───── Excerto
No século IV, com toda certeza, o Pai-nosso já fazia
parte do Rito de Comunhão. São muitos
os testemunhos sobre este tema.
Depois disso,
(da Oração eucarística) tu dizes aquela oração que o Salvador
transmitiu aos discípulos (Cirilo de Jerusalém, Catequeses Mist. V,11)
Logo, pois,
que se terminou a santificação, rezamos a Oração do Senhor (S. Agostinho, Sermão 227).
A inserção do Pai-nosso entre as
orações de preparação à comunhão fundamenta-se provavelmente na relação que,
desde os tempos de Tertuliano e de S. Cipriano, se viu entre o pão cotidiano
que se pede no Pai-nosso e o pão da Eucaristia.
──────────
▶ _Exercício proposto 1_
Extraia, por favor, todas as linhas a seguir que contenham a palavra "jacket".
───── Material de entrada
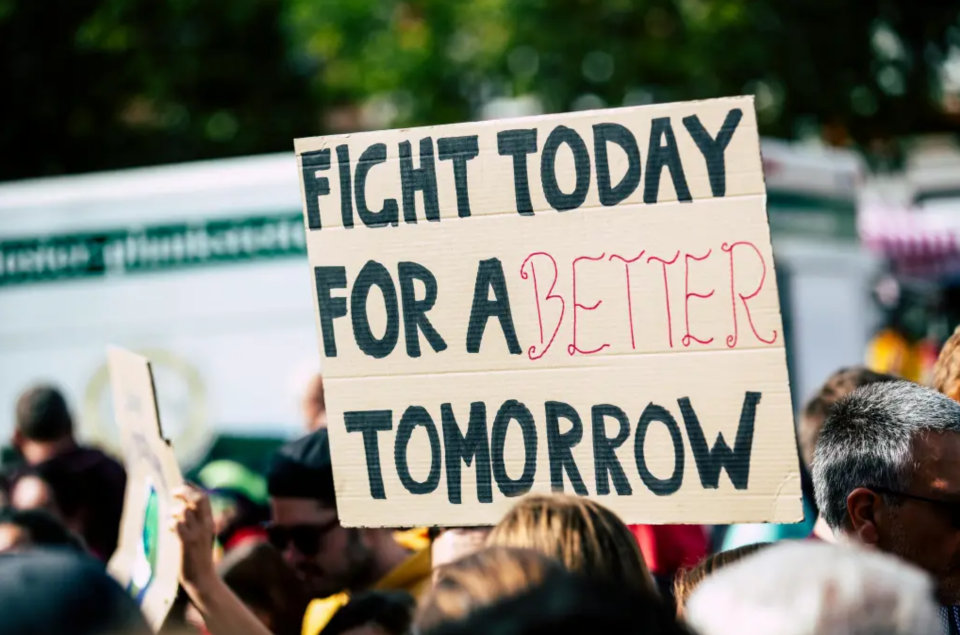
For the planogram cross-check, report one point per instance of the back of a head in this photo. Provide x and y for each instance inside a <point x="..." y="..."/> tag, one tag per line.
<point x="389" y="611"/>
<point x="867" y="441"/>
<point x="573" y="605"/>
<point x="302" y="469"/>
<point x="688" y="580"/>
<point x="43" y="415"/>
<point x="258" y="575"/>
<point x="813" y="588"/>
<point x="584" y="536"/>
<point x="61" y="592"/>
<point x="41" y="528"/>
<point x="815" y="412"/>
<point x="481" y="579"/>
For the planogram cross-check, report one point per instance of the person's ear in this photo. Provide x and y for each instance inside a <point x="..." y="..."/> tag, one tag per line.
<point x="863" y="506"/>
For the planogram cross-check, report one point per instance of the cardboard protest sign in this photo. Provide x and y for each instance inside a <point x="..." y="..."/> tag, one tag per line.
<point x="147" y="559"/>
<point x="583" y="302"/>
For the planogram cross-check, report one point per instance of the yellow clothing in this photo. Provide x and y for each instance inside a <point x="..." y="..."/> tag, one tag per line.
<point x="413" y="539"/>
<point x="412" y="575"/>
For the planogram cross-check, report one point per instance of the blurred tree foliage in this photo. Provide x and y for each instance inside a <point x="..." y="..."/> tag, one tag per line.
<point x="96" y="84"/>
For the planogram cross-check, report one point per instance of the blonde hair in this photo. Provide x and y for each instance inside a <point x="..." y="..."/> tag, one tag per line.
<point x="584" y="536"/>
<point x="687" y="580"/>
<point x="479" y="580"/>
<point x="946" y="372"/>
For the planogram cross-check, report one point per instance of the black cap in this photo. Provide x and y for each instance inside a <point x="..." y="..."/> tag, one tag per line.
<point x="53" y="591"/>
<point x="302" y="469"/>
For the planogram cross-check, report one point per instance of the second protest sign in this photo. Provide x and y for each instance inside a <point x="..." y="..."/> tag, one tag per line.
<point x="583" y="303"/>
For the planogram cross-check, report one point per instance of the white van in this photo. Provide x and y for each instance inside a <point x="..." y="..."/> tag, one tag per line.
<point x="203" y="267"/>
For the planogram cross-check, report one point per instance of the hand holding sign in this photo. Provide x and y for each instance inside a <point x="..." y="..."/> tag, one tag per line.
<point x="583" y="302"/>
<point x="193" y="522"/>
<point x="146" y="558"/>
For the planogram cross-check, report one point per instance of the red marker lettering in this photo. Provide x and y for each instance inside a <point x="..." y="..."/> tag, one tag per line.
<point x="666" y="291"/>
<point x="532" y="351"/>
<point x="732" y="339"/>
<point x="626" y="269"/>
<point x="686" y="339"/>
<point x="572" y="348"/>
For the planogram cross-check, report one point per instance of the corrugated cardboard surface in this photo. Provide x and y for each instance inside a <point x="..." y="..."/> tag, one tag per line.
<point x="149" y="459"/>
<point x="705" y="327"/>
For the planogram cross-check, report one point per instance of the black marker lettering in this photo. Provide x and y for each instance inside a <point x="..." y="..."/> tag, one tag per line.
<point x="660" y="487"/>
<point x="314" y="185"/>
<point x="604" y="457"/>
<point x="709" y="462"/>
<point x="413" y="417"/>
<point x="490" y="276"/>
<point x="422" y="179"/>
<point x="560" y="446"/>
<point x="518" y="144"/>
<point x="469" y="447"/>
<point x="374" y="274"/>
<point x="346" y="192"/>
<point x="559" y="200"/>
<point x="713" y="149"/>
<point x="513" y="410"/>
<point x="664" y="156"/>
<point x="615" y="133"/>
<point x="460" y="150"/>
<point x="369" y="423"/>
<point x="327" y="279"/>
<point x="389" y="214"/>
<point x="415" y="311"/>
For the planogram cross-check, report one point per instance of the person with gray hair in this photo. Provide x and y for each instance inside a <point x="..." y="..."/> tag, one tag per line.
<point x="886" y="473"/>
<point x="815" y="588"/>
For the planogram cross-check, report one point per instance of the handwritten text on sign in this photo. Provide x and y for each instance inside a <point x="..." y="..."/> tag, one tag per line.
<point x="583" y="302"/>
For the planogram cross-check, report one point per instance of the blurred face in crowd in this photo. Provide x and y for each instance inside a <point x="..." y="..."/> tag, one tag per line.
<point x="31" y="492"/>
<point x="327" y="557"/>
<point x="923" y="524"/>
<point x="13" y="537"/>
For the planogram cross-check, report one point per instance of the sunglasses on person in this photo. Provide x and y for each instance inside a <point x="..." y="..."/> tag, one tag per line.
<point x="305" y="538"/>
<point x="950" y="509"/>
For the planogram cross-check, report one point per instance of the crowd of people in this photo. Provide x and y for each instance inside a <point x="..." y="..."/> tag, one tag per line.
<point x="265" y="554"/>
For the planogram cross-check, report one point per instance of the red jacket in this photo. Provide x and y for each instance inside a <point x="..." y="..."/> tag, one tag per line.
<point x="667" y="548"/>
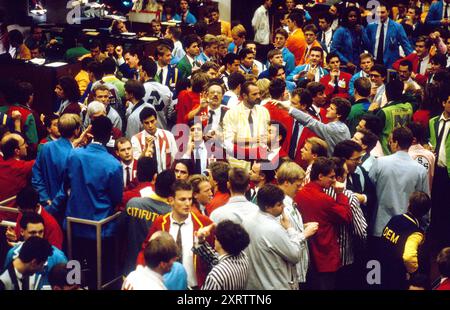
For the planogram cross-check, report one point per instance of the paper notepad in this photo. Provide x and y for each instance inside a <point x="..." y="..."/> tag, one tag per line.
<point x="148" y="39"/>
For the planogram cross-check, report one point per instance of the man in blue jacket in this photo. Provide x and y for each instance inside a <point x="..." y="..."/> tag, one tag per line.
<point x="95" y="180"/>
<point x="51" y="161"/>
<point x="385" y="37"/>
<point x="439" y="15"/>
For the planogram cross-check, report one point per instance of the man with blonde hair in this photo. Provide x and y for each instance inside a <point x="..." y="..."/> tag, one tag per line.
<point x="51" y="161"/>
<point x="290" y="177"/>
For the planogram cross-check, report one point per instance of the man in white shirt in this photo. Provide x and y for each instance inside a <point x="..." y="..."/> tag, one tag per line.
<point x="157" y="94"/>
<point x="154" y="142"/>
<point x="160" y="254"/>
<point x="261" y="26"/>
<point x="248" y="122"/>
<point x="124" y="151"/>
<point x="238" y="207"/>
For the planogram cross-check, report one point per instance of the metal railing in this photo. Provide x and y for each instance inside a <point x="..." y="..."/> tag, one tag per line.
<point x="98" y="238"/>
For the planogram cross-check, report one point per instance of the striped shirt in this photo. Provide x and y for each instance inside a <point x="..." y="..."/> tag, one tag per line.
<point x="348" y="234"/>
<point x="229" y="272"/>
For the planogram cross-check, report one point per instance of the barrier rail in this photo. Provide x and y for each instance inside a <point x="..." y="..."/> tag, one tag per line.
<point x="98" y="237"/>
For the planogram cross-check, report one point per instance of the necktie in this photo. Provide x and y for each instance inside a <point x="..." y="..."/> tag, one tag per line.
<point x="440" y="138"/>
<point x="336" y="85"/>
<point x="210" y="119"/>
<point x="380" y="50"/>
<point x="160" y="75"/>
<point x="179" y="242"/>
<point x="198" y="165"/>
<point x="294" y="138"/>
<point x="127" y="176"/>
<point x="250" y="122"/>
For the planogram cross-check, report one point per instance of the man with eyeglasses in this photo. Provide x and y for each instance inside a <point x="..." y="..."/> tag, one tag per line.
<point x="316" y="206"/>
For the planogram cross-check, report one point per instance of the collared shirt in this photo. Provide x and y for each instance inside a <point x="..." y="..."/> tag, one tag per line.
<point x="187" y="237"/>
<point x="203" y="152"/>
<point x="386" y="23"/>
<point x="442" y="152"/>
<point x="236" y="209"/>
<point x="236" y="124"/>
<point x="424" y="64"/>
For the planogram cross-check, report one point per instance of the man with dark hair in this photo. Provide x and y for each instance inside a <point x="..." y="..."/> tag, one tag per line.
<point x="395" y="113"/>
<point x="188" y="64"/>
<point x="396" y="177"/>
<point x="157" y="94"/>
<point x="235" y="81"/>
<point x="311" y="71"/>
<point x="33" y="255"/>
<point x="166" y="74"/>
<point x="279" y="42"/>
<point x="332" y="132"/>
<point x="399" y="247"/>
<point x="27" y="201"/>
<point x="142" y="212"/>
<point x="246" y="123"/>
<point x="134" y="94"/>
<point x="182" y="223"/>
<point x="238" y="207"/>
<point x="229" y="263"/>
<point x="316" y="206"/>
<point x="218" y="177"/>
<point x="124" y="152"/>
<point x="361" y="103"/>
<point x="274" y="242"/>
<point x="201" y="192"/>
<point x="160" y="255"/>
<point x="296" y="42"/>
<point x="154" y="142"/>
<point x="144" y="182"/>
<point x="95" y="179"/>
<point x="358" y="180"/>
<point x="336" y="82"/>
<point x="51" y="162"/>
<point x="33" y="225"/>
<point x="367" y="140"/>
<point x="325" y="35"/>
<point x="15" y="172"/>
<point x="385" y="36"/>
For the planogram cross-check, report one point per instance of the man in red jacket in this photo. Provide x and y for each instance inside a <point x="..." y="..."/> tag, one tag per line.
<point x="28" y="202"/>
<point x="182" y="224"/>
<point x="15" y="173"/>
<point x="336" y="82"/>
<point x="315" y="206"/>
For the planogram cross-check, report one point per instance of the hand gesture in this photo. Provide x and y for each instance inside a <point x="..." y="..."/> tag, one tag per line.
<point x="16" y="115"/>
<point x="204" y="232"/>
<point x="285" y="222"/>
<point x="310" y="229"/>
<point x="119" y="51"/>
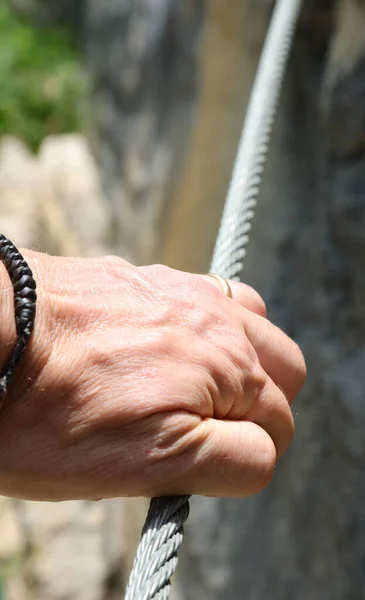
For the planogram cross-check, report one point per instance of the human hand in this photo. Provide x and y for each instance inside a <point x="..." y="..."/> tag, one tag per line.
──────────
▶ _Exercício proposto 2_
Dê sequência ao excerto sobre o Pai-nosso no Rito de Comunhão, começando logo após a última frase.

▶ _Resposta escrita 1_
For the planogram cross-check, report one point per instance of the red jacket in this photo. Provide x and y for each instance inside a <point x="..." y="..."/> tag, one tag per line.
For the planogram cross-check, report one point per instance of the man in blue jacket in this photo. Provide x and y for each instance inside a <point x="..." y="..."/> tag, one tag per line.
For the planogram cross-check, report one point per instance of the man in red jacket in this photo. Provide x and y for each instance inside a <point x="..." y="..."/> tag, one tag per line.

▶ _Resposta escrita 2_
Na
verdade, devemos entender, antes, em sentido espiritual o pedido: "Daí-nos
hoje o nosso pão cotidiano". O Cristo, com efeito, é nosso pão, porque o
Cristo é vida, e o pão também é vida. Aliás, ele disse: "Eu sou o pão da
vida" (Jo 6,35), e um pouco
antes: O pão é a Palavra do Deus vivo, que desceu do céu (cf. Jo 6,32). Ademais, como ele disse""Isto é o
meu corpo" (Lc 22,19), cremos
que o seu corpo está presente no pão. Assim pedindo pão cotidiano, rogamos a
Deus viver sempre em Cristo e inseparáveis do seu corpo (Tertuliano, A
Oração, 6,2).
Prosseguindo
a oração dizemos '"O pão nosso de cada dia nos daí hoje". Podemos
tomar este pedido tanto no sentido espiritual como no literal, pois um e outro
modo de entender aproveitam, com utilidade divina, para a nossa salvação. Pois
o Cristo é o pão da vida, e este pão não é de todos mas nosso. E assim como
dissemos: "Pai-nosso, porque é Pai dos que entendem e crêem, dizemos
também: "pão nosso", porque é pão para aqueles que comem o seu Corpo.
E pedimos que este pão nos seja dado diariamente a fim de que nós que estamos
no Cristo e recebemos diariamente a Eucaristia como alimento de salvação, não
venhamos a ser separados do Corpo do Cristo (S. Cipriano, A Oração do
Senhor, 18).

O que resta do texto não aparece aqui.